━━ EXCERPT ━━
Incorporating transparent solar cells on windows and other clear surfaces throughout the city is universally beneficial, with consumers of power able to lower, eliminate, or even make a profit off installing transparent solar cells on their building. It will even benefit those who do not install solar cells because the price of energy will go down due to decentralized production. Solar technology benefits all energy users including businesses with retail locations, office spaces, as well as the government.
The City of New York has thousands of municipal buildings, and switching to solar energy will reduce expenditures by shrinking or eliminating their utility bill. Sectors against this innovation would be those who source, produce and deliver energy from the traditional sources, such as ConEd and other energy service providers because the market price of energy would plummet drastically due to decreased demand.
It is expected larger taller structures will be able to place more solar cells on their vertical space, but for single family homes or low-lying structures, a combination of transparent solar cells and traditional opaque solar cells will be more viable.
━━━
━━ SUPPLIED DATA ━━
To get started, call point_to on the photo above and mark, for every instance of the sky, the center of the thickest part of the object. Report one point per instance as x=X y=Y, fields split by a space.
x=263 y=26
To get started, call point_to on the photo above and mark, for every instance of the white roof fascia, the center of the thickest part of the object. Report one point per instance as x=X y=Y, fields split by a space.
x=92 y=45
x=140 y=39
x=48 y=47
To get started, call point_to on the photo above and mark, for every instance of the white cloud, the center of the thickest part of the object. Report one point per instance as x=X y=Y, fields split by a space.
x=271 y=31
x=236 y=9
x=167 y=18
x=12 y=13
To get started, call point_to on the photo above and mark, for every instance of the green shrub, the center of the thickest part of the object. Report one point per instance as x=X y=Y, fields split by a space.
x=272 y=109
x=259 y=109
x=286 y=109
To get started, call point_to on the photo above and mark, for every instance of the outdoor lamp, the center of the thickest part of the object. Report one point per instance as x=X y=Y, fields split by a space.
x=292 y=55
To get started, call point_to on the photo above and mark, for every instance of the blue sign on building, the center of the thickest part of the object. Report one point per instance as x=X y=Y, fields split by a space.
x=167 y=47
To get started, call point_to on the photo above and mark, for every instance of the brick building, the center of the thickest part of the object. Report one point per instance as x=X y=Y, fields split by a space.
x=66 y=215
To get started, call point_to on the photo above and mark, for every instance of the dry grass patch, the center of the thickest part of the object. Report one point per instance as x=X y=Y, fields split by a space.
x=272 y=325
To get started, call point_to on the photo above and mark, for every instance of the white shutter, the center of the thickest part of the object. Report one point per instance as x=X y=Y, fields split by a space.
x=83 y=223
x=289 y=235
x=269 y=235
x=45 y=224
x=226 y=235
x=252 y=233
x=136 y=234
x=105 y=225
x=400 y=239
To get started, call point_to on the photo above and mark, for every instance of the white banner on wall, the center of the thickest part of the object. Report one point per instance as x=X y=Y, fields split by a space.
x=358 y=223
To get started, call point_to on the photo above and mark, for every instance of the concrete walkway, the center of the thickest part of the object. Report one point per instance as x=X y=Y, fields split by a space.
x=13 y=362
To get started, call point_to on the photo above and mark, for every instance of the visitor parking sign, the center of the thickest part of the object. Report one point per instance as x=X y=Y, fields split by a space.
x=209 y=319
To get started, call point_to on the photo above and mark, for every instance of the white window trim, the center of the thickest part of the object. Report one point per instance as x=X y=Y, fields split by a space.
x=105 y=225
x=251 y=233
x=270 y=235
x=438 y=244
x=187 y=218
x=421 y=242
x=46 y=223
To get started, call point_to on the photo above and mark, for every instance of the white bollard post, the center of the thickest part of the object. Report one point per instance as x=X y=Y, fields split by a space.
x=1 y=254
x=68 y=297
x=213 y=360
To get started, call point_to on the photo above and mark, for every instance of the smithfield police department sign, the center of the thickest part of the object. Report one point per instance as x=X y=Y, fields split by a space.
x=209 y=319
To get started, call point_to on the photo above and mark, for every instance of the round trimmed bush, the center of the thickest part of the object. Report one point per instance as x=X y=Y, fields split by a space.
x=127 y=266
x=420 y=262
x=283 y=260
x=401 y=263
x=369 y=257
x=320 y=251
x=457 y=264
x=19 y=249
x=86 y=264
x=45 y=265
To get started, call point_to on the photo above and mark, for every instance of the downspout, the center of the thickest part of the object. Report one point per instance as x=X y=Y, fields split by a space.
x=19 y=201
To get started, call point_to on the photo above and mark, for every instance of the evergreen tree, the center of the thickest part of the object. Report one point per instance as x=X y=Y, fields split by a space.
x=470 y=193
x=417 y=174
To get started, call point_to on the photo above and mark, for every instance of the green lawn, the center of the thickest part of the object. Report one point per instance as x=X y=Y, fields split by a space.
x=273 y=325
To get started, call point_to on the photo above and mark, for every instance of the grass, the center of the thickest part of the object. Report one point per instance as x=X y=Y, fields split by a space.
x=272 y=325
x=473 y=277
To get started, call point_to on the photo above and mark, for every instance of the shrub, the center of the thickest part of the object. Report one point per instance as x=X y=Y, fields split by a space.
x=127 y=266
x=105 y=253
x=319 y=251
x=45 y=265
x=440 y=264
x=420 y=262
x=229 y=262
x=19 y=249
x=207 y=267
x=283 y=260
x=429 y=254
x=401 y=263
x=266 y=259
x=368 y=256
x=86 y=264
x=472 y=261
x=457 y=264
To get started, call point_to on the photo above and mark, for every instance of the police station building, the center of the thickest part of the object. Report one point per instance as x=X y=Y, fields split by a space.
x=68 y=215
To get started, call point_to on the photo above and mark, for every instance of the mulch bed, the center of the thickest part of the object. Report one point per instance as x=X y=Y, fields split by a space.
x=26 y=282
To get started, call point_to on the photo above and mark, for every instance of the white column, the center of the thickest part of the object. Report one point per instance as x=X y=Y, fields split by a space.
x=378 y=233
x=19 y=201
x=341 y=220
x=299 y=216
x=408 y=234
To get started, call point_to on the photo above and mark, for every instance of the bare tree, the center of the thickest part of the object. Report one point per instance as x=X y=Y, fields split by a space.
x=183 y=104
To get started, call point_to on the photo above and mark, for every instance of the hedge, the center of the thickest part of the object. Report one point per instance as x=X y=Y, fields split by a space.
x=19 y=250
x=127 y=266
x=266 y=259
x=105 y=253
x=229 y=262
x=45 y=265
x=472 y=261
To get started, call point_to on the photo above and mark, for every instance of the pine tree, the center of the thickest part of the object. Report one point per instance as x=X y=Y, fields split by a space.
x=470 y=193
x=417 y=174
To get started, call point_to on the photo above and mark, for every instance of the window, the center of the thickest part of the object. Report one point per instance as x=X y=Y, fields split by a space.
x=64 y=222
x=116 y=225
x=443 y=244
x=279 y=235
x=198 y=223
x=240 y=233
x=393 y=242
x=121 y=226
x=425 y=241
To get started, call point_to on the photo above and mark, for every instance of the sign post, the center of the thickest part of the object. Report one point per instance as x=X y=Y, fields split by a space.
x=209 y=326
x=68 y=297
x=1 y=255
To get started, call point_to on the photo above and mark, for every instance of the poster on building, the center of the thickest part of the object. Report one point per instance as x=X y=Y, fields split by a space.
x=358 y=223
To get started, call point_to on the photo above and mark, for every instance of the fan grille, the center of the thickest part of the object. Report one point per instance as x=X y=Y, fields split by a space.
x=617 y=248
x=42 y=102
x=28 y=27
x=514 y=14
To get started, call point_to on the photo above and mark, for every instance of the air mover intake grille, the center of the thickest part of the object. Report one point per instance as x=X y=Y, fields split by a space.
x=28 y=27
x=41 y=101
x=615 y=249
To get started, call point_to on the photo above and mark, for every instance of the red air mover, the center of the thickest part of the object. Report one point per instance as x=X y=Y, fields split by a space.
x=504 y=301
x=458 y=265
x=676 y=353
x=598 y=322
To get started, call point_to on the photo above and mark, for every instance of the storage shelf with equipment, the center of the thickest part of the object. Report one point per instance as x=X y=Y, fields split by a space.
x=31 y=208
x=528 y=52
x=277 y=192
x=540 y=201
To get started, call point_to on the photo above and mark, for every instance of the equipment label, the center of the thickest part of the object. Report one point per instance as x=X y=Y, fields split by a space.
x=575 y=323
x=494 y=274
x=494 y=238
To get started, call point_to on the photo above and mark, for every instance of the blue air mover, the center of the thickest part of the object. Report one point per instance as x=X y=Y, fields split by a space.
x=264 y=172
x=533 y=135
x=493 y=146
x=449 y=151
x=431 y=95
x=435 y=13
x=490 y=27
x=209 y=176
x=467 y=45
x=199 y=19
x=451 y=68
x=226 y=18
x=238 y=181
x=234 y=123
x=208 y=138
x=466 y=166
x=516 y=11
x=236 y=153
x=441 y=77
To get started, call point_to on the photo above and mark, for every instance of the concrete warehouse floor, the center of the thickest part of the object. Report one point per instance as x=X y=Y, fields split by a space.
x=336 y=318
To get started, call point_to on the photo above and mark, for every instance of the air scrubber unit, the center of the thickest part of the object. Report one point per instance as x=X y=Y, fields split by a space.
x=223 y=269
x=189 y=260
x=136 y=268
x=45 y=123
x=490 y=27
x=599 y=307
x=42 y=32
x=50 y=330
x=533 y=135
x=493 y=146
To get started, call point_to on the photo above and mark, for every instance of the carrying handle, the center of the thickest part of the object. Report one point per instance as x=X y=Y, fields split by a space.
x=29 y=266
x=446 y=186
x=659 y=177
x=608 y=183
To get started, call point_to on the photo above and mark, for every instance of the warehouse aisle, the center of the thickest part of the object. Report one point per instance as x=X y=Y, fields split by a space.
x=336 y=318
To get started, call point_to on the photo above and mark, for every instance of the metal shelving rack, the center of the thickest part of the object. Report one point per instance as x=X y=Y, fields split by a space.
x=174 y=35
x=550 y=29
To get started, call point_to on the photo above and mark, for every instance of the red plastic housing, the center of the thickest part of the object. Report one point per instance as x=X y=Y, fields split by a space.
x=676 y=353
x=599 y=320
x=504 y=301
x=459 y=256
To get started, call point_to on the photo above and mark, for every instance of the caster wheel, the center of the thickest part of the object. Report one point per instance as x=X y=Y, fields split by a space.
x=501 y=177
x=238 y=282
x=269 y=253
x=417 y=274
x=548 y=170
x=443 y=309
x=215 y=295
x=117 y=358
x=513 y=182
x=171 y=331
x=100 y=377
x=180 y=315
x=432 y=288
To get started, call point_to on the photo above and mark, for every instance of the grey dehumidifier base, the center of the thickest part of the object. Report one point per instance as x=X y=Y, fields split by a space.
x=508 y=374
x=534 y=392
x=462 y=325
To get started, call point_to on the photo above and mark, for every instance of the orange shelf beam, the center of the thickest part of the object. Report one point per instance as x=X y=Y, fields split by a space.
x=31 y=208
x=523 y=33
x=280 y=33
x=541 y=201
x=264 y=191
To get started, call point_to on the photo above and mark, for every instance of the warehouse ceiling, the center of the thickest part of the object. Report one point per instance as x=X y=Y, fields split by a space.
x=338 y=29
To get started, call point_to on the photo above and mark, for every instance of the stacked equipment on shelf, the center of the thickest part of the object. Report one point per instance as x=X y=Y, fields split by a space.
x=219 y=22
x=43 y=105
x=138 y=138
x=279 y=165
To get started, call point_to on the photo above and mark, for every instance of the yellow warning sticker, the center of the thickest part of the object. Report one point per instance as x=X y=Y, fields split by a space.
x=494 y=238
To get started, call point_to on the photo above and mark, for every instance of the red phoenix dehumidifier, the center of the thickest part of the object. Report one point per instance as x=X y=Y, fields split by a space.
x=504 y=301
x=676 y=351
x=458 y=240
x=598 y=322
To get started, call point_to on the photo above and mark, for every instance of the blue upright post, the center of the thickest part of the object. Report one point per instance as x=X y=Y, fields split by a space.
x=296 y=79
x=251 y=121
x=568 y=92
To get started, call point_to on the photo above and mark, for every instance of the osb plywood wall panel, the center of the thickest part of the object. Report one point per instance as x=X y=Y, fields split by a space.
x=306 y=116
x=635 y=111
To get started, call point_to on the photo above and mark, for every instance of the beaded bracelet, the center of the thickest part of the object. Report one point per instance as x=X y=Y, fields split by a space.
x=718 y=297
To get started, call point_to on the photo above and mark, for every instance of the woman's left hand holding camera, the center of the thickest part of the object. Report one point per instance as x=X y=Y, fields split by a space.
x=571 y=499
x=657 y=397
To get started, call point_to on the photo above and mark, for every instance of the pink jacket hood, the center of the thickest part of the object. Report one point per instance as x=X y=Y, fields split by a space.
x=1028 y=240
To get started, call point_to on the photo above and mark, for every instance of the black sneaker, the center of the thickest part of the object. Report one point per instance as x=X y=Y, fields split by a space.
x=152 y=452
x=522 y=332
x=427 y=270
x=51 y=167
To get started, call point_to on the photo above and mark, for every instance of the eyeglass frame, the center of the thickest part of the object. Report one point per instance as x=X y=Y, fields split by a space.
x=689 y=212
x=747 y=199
━━━
• [WHAT TO WORK ON]:
1. Condense the paragraph of the excerpt on transparent solar cells that begins "The City of New York has thousands of municipal buildings" into a short bulleted list that keeps its main facts.
2. Carry on the text about transparent solar cells in city buildings, starting after its final sentence.

• [YOUR WRITTEN ANSWERS]:
1.
- New York City has thousands of municipal buildings.
- Switching them to solar energy would shrink or eliminate their utility bills and reduce city spending.
- Opposition would come from traditional energy sourcing, production and delivery sectors, such as ConEd and other energy service providers.
- These providers would oppose it because decreased demand would cause the market price of energy to plummet.

2.
Technology has evolved to make solar cells the right choice to preserve our environment and reduce our carbon footprint. More convenient than the traditional forms of energy production, transparent solar cells make solar power and because it has nearly limitless implementation possibilities, it puts the power of energy production into the hands of the consumer. Solar technology will finally answer Anthony Parisi’s question, and ensure our future is one of clean air and clear horizons.
By Erika Smithson
Erika Smithson is a Public Affairs major with minors in Communications, Political Science, and Law & Policy. This paper was written for PAF 3442: Cities and Sustainability, taught by Professor Samantha MacBride. It is part of a larger examination on how we can create more sustainable infrastructure for New York City.